■ Material provided ■
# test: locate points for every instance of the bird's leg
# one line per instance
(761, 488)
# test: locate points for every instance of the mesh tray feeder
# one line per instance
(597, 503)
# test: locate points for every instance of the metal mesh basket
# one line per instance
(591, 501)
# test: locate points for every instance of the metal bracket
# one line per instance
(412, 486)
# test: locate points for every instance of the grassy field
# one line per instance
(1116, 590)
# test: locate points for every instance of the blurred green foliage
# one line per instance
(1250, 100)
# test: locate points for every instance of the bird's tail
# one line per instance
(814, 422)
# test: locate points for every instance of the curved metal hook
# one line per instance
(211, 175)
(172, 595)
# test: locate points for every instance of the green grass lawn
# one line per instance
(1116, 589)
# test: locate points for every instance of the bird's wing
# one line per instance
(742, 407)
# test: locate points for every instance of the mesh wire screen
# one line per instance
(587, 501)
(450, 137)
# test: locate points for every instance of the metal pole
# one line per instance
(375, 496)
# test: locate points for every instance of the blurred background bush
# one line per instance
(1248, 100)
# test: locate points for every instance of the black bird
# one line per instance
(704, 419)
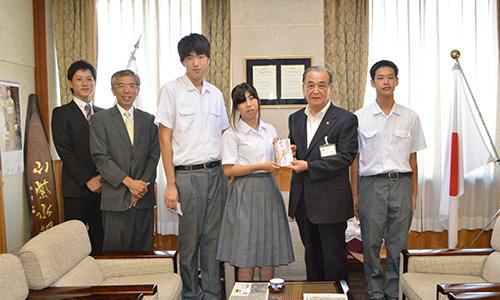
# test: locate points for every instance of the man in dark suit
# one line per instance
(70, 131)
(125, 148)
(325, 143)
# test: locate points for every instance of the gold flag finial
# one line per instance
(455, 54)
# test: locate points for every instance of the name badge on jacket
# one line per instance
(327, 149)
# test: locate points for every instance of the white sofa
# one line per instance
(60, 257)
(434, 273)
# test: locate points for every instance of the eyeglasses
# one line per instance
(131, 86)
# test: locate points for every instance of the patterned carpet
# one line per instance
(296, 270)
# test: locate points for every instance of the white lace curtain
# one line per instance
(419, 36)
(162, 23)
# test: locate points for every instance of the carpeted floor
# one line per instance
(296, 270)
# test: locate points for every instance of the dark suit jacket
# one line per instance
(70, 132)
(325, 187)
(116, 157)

■ Problem statement ■
Reproduce verbatim everything in the entries from the line containing "# test: locate points for every instance of the gold" down to the last line of the entries, including both ends.

■ Reply to the exercise ■
# test: locate points for every instance of the gold flag finial
# one line per instance
(455, 54)
# test: locate points for every instance of the name badge on jacket
# one line per instance
(327, 149)
# test: locate points for every instance of the white sofa
# one line per instance
(60, 257)
(434, 273)
# test: locate points for every instance of the eyeglasses
# one line per instance
(131, 86)
# test: locate points for every instance of the patterned carpet
# one line per instance
(296, 270)
# test: locate points for every instance of the white lace curtain
# one line per instance
(419, 36)
(162, 23)
# test: locate points for every instance of the carpeted floor
# one line per instance
(296, 270)
# test: locate points for every instance of the dark suit jacket
# one line per instance
(70, 132)
(325, 187)
(116, 157)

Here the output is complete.